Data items
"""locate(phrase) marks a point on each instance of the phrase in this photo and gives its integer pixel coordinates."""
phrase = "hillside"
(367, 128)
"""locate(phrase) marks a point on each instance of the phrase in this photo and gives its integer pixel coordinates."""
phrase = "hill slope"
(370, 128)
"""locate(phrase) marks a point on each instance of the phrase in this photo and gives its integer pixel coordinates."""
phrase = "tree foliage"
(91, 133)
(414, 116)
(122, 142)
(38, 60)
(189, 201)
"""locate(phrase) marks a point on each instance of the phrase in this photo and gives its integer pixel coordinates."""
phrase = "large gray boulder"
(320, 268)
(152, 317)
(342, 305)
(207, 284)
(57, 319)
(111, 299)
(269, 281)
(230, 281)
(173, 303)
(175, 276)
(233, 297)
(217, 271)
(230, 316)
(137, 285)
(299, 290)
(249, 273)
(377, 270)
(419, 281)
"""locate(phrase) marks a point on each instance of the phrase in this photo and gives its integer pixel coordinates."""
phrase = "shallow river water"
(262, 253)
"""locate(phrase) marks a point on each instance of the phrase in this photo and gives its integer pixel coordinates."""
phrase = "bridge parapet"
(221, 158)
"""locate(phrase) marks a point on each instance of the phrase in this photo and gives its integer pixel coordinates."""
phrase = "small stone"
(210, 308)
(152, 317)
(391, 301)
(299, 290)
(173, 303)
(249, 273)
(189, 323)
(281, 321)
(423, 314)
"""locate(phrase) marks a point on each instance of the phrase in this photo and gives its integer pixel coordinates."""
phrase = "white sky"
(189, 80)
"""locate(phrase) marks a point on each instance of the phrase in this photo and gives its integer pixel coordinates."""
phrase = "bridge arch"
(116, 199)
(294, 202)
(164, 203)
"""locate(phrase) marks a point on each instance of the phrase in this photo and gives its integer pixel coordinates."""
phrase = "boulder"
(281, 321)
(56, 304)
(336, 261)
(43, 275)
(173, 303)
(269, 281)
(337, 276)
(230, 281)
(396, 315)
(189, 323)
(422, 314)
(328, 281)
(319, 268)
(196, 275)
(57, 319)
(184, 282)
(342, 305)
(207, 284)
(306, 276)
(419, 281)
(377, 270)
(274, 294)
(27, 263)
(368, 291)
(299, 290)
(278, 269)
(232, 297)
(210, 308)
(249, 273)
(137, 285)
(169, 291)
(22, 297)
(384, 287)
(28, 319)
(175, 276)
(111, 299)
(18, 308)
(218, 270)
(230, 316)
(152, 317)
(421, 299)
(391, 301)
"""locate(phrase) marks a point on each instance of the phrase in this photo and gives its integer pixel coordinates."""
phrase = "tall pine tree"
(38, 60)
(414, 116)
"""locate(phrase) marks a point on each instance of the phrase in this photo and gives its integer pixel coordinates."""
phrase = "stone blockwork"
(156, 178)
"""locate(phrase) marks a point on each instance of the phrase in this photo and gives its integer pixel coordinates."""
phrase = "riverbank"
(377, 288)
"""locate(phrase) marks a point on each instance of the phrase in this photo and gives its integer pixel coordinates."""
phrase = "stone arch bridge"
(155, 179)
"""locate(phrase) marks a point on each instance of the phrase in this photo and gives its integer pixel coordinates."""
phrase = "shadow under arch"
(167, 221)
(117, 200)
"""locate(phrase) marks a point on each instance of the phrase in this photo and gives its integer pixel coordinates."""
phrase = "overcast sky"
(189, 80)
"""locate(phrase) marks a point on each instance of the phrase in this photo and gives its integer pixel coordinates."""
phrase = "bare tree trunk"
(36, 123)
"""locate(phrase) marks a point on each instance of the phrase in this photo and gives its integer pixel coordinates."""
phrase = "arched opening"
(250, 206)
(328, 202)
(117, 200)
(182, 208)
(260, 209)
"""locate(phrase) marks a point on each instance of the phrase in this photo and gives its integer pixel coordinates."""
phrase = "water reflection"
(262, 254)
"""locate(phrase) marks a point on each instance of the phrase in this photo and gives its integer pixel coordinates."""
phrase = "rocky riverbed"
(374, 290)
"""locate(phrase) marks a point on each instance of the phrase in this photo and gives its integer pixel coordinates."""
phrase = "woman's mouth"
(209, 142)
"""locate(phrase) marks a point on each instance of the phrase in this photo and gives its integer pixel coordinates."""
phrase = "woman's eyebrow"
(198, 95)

■ Exercise instructions:
In full and without alteration, retype the entries above.

■ Answer space:
"""locate(phrase) marks a point on each instance of the phrase in this photo and gives its integer pixel coordinates."""
phrase = "hillside"
(367, 128)
"""locate(phrase) marks a point on each instance of the phrase in this photo and gives its integer pixel coordinates."""
phrase = "hill slope"
(370, 128)
"""locate(phrase) marks a point on each instance of the phrase in this photo and gives its integer pixel coordinates."""
phrase = "tree foliage"
(91, 133)
(414, 116)
(122, 142)
(38, 60)
(189, 201)
"""locate(phrase) marks a point on each instance of the phrase in this photo and gives its integer pixel coordinates."""
phrase = "large gray boulder"
(320, 268)
(152, 317)
(342, 305)
(207, 284)
(57, 319)
(111, 299)
(269, 281)
(230, 281)
(173, 303)
(175, 276)
(233, 297)
(217, 271)
(230, 316)
(137, 285)
(299, 290)
(249, 273)
(377, 270)
(419, 281)
"""locate(phrase) marks a point on each instance of the phrase in this photo and gives its integer pixel coordinates."""
phrase = "shallow river water"
(262, 253)
"""locate(phrase) marks a point on each instance of the phrase in this photo and gives its integer pixel coordinates."""
phrase = "bridge parapet"
(221, 158)
"""locate(phrase) marks a point on each instance of the phrase in this photo and gives its integer pixel coordinates."""
phrase = "small stone"
(210, 308)
(152, 317)
(391, 301)
(299, 290)
(173, 303)
(249, 273)
(189, 323)
(281, 321)
(423, 314)
"""locate(phrase) marks a point on each instance of the phrase in this photo and gives its integer pixel coordinates."""
phrase = "white sky"
(189, 80)
"""locate(phrase) marks a point on each instance of the phrase in this photo and gives its integer pixel coordinates."""
phrase = "bridge arch"
(116, 199)
(294, 202)
(164, 203)
"""locate(phrase) marks a point on each instance of the phrase in this photo and gives its integer pixel coordinates."""
phrase = "boulder"
(281, 321)
(56, 304)
(336, 261)
(43, 275)
(173, 303)
(269, 281)
(337, 276)
(230, 281)
(396, 315)
(189, 323)
(422, 314)
(328, 281)
(319, 268)
(196, 275)
(57, 319)
(184, 282)
(342, 305)
(207, 284)
(306, 276)
(419, 281)
(377, 270)
(274, 294)
(27, 263)
(368, 291)
(299, 290)
(278, 269)
(232, 297)
(210, 308)
(249, 273)
(137, 285)
(169, 291)
(22, 297)
(384, 287)
(28, 319)
(175, 276)
(111, 299)
(18, 308)
(218, 270)
(230, 316)
(152, 317)
(421, 299)
(391, 301)
"""locate(phrase) marks a point on each instance of the phrase in this photo and gives its integer pixel coordinates."""
phrase = "tall pine tree"
(38, 60)
(414, 116)
"""locate(phrase) marks a point on each instance of the phrase in this photo and gives its integer pixel coordinates."""
phrase = "stone blockwork"
(156, 178)
"""locate(phrase) marks a point on each instance of the phrase in this photo and gives its integer pixel coordinates."""
phrase = "riverbank"
(377, 288)
"""locate(phrase) marks a point on each instance of the phrase in this photo and gives its integer pixel coordinates."""
phrase = "stone arch bridge"
(155, 179)
"""locate(phrase) marks a point on each instance of the phrase in this photo and gives its integer pixel coordinates."""
phrase = "shadow under arch"
(167, 221)
(117, 200)
"""locate(phrase) marks a point on each instance of the phrase in this photo and gives its integer pixel coordinates."""
phrase = "overcast sky"
(189, 80)
"""locate(phrase) marks a point on each instance of the phrase in this photo and gives its integer pixel coordinates."""
phrase = "bare tree trunk"
(36, 123)
"""locate(phrase) marks a point on each instance of the phrase in this photo and gives its integer pixel coordinates."""
phrase = "arched opening"
(250, 206)
(328, 202)
(117, 200)
(182, 208)
(260, 209)
"""locate(phrase) marks a point on each instance of the phrase in this photo and gives its integer pixel coordinates."""
phrase = "water reflection"
(262, 254)
"""locate(phrase) marks a point on each instance of the phrase in this photo and gives its integer pixel coordinates."""
phrase = "rocky riverbed"
(374, 290)
"""locate(phrase) marks a point on each instance of the phrase in this photo and gives its integer pixel coordinates."""
phrase = "woman's mouth"
(209, 142)
"""locate(phrase) marks a point on each instance of the phrase in this photo and gives its integer pixel coordinates."""
phrase = "woman's eyebrow"
(198, 95)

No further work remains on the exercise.